## Exercise 1
In the post about L's drinking, what did the writer find in L's car?
## Exercise 2
From the post about L's drinking, copy the passage starting at "She just smiled" and ending at "their shattered life.".

## Excerpt to read
Start of Block
I still hate addictions…

Things have continued to go from bad to worse for L.  Most afternoons are now spent passed out or very close to that state.  I usually put her to bed, take the children and phone her husband to let him know whats going on.

One day last week I was so angry I forced her to show me her hiding spots and I threw out every drop of alcohol I found.  I asked her if there was any more and she swore on my life there wasn’t.  BUT, not 10 minutes later I found 6 small bottle of champagne in her car.

I was so angry with her.  I tossed them onto her lap and said so what am I going to die now that you’ve sworn on my life and lied??

She just smiled as me and said I was a ‘tenacious bugger’, like it was just a game !!

I came home and phoned the rehab place that she is waiting to enter (when they have a spare bed) just to empty my head a bit.  The lady I spoke to was lovely and helped me get a few things sorted in my mind.

 Well I don’t know if it helped things a long at all, but the centre called L on Monday and admitted her on Tuesday. 

She is now 3 days into detox and then will move into a rehab program.  I am so hoping this works and she can then work with her family on rebuilding their shattered life.

I must say I’m not confident this will work the first time around, apparently the stats are 50/50 for success the first go.  Personally in my non professional opinion this attempt with not be successful, but believe me I’d be more than happy to be proved wrong :)
End of Block
## Raw data
Start of Block
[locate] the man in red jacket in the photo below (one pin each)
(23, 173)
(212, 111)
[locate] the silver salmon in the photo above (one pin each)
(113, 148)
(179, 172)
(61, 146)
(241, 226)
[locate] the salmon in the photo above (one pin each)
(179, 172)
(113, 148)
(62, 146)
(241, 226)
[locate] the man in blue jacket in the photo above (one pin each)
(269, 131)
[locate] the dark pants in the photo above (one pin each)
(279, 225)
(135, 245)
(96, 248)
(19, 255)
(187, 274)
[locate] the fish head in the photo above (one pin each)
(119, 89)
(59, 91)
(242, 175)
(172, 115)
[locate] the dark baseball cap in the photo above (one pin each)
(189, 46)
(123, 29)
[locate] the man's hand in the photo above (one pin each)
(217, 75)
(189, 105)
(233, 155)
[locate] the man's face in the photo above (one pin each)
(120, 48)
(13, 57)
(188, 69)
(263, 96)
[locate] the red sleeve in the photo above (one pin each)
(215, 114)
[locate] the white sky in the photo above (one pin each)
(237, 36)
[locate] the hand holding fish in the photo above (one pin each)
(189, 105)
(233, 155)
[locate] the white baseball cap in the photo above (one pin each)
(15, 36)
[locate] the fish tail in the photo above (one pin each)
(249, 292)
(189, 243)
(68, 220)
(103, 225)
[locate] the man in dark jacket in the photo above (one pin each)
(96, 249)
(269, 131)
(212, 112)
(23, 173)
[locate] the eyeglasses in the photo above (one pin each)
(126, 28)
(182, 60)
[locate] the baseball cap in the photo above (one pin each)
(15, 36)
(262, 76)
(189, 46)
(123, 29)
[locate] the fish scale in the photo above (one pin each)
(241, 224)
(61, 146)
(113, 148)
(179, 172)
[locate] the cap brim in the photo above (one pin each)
End of Block
## Response area 1
Six small bottles of champagne.

## Response area 2
She just smiled as me and said I was a ‘tenacious bugger’, like it was just a game !!

I came home and phoned the rehab place that she is waiting to enter (when they have a spare bed) just to empty my head a bit.  The lady I spoke to was lovely and helped me get a few things sorted in my mind.

 Well I don’t know if it helped things a long at all, but the centre called L on Monday and admitted her on Tuesday. 

She is now 3 days into detox and then will move into a rehab program.  I am so hoping this works and she can then work with her family on rebuilding their shattered life.